- _Task details_
Only the number is wanted: how many lines in the data contain "painting"?

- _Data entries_
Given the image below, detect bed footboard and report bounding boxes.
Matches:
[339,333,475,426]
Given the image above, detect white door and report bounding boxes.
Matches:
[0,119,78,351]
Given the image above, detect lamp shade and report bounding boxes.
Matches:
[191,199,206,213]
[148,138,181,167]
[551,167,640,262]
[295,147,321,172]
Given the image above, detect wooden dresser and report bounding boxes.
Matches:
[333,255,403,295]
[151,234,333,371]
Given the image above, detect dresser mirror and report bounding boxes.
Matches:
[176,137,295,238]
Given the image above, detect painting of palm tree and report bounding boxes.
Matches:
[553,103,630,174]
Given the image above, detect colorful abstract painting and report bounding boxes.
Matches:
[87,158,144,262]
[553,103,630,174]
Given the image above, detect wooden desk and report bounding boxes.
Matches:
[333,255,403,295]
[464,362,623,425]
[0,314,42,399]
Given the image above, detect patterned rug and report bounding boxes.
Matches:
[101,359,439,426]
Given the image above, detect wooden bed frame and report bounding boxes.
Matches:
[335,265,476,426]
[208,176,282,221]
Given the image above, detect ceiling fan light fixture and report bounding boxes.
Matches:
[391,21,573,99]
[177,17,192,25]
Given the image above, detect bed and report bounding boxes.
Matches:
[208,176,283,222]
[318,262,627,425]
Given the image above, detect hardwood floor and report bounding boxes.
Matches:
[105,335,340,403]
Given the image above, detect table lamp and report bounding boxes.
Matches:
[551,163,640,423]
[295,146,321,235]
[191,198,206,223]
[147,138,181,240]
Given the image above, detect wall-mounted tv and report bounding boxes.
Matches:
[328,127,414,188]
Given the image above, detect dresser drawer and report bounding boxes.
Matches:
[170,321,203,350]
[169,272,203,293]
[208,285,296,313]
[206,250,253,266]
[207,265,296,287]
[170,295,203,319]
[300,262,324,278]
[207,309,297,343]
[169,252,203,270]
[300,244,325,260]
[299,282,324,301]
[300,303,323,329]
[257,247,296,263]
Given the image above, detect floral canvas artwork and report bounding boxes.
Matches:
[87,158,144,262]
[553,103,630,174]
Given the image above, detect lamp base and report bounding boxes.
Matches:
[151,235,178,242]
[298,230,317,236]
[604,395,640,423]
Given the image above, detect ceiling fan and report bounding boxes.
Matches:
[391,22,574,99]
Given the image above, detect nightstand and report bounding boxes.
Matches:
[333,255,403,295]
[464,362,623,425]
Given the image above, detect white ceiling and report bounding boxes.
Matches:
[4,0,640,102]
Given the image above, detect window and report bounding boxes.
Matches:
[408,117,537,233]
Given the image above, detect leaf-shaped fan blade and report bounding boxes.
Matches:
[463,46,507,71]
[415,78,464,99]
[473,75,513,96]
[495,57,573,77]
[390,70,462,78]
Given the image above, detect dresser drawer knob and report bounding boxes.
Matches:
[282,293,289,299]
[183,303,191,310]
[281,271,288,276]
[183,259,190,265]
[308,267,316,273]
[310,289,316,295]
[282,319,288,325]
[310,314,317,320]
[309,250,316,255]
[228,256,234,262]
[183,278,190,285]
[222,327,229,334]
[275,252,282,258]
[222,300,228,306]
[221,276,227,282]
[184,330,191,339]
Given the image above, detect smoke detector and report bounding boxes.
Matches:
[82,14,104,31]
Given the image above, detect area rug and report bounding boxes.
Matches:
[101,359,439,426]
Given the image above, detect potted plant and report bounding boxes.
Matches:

- _Finished task_
2